Document segment.
According to the GenomicFeatures annotation and this post it was a conscious decision to not include gene_name in the TxDb objects from the GenomicFeatures package.
Is the decision of not including gene names something that could be brought up again?
I think we can all agree that in the end the majority of end users would like gene names associated with their analysis as these ids are what supply the link to biological knowledge for most people. This - along with the fact that one of the main advantages of Bioconductor is to make data integration easy and seamless - the decision to omit gene names seems a bit out of character?
Apart from this, I also think it is a bit of a shame given the recent push towards us automating away many of the low level data handling hurdles associated with bioinformatics via packages such as tximeta.
Lastly it does seem like the ensembledb package TxDB object contains gene_names so adding them to the regular TxDb would further streamline BioC.
Looking forward to hear your thoughts.

Dataset entries.
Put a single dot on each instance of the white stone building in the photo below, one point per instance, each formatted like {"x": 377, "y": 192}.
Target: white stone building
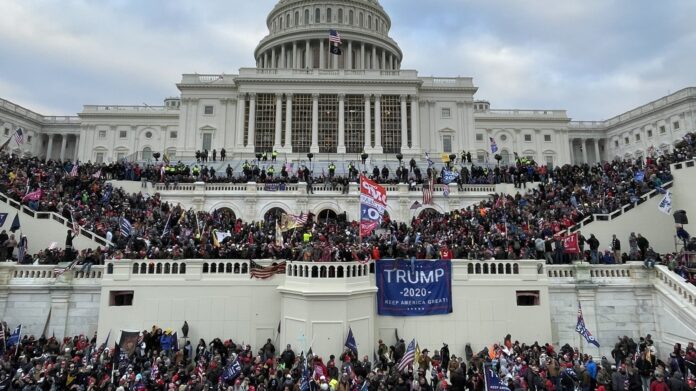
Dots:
{"x": 300, "y": 98}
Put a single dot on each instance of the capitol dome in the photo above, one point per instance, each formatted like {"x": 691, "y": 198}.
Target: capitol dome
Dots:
{"x": 299, "y": 36}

Work task 1.
Check statements (a), (b), and (c) against the post about gene names in TxDb objects. For each, answer yes or no and quote the deciding words. (a) The writer believes the TxDb object from the ensembledb package contains gene names. (b) The writer cites tximeta as a package that automates low-level data handling. (c) The writer says gene names were left out of GenomicFeatures TxDb objects by accident.
Work task 2.
Continue the post about gene names in TxDb objects from where it stops.

Written response 1.
(a) Yes: "it does seem like the ensembledb package TxDB object contains gene_names"
(b) Yes: "automating away many of the low level data handling hurdles associated with bioinformatics via packages such as tximeta"
(c) No: "it was a conscious decision to not include gene_name in the TxDb objects from the GenomicFeatures package"

Written response 2.
Cheers
Kristoffer
I do now about this aporach (and it is also mentioned in the post I link to above). Unfortunately this will not generalize as 1) org.db does not exist for all species and 2) it require user input which is what I (and others) would like to automate away. 3) you might often run into problems with different transcriptome assembly versions (e.g. new genes in less well studied species).
Lastly it seems strange to not import gene_names from e.g. GTF files since the information is there (and actually are imported but not used).
I strongly support the request by @kvittingseerup. I'm working a lot with non-model organisms where OrgDB's are not available, including the gene names would make my life much easier.